Entries provided start

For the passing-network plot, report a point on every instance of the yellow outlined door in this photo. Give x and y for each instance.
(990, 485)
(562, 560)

Entries provided end
Entries provided start

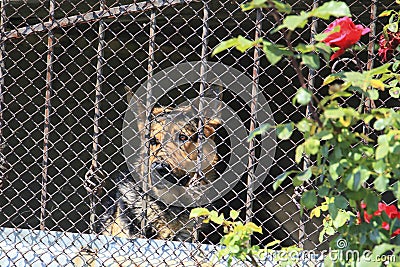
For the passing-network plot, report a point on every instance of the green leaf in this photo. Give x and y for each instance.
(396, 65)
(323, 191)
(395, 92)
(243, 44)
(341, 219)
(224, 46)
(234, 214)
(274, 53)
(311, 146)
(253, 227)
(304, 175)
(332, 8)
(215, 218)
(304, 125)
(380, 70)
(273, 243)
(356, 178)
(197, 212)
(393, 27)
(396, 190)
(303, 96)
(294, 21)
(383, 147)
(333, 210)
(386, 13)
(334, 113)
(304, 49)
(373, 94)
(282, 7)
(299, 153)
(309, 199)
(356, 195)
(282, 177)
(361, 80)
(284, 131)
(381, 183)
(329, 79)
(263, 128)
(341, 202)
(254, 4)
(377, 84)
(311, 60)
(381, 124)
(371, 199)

Entries provided end
Entries provided start

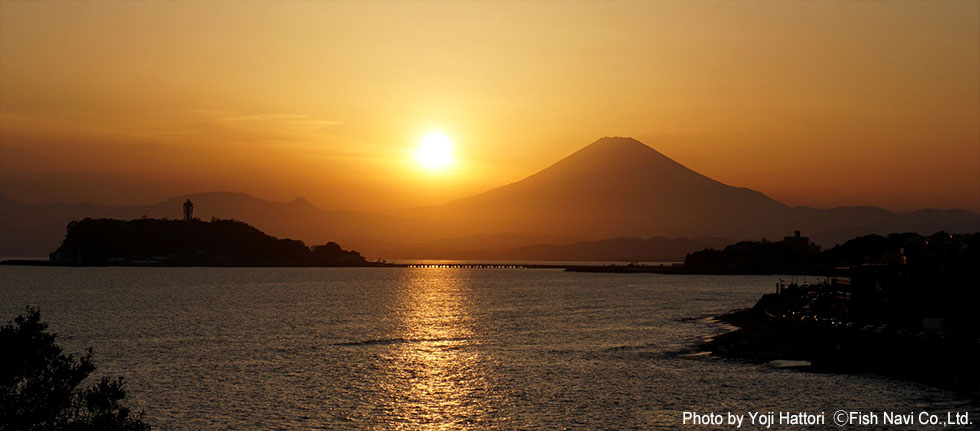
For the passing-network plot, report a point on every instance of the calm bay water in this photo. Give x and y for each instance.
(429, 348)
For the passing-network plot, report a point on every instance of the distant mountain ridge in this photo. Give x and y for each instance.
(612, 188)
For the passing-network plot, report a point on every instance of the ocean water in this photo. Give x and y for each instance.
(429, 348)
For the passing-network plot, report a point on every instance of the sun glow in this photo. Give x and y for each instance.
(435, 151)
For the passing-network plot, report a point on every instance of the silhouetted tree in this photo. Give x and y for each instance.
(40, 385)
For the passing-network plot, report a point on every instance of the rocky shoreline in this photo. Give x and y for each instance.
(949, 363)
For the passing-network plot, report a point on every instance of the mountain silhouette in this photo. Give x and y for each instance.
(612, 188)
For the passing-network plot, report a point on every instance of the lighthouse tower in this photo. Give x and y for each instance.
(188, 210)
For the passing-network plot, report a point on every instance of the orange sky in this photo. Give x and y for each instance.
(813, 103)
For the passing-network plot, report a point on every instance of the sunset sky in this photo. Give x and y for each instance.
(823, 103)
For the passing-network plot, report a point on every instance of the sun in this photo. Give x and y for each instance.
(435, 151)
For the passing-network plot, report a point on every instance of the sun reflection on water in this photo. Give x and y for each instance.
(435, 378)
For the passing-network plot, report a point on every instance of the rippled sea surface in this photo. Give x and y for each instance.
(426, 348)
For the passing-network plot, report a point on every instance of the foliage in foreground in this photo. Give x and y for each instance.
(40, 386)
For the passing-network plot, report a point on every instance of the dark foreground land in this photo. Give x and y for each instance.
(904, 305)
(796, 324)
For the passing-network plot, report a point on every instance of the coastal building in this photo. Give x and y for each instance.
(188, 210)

Entries provided end

[Exercise prompt]
Gather every line in the records above that contains the word "mountain" and copy each one out in full.

[Right answer]
For the passing-network plot, report a point on every instance of the distant mountain ridge in this photo. Give x and y for each instance.
For the passing-network plot, report a point on every instance of the mountain silhouette in this photo. Give x and y for each instance.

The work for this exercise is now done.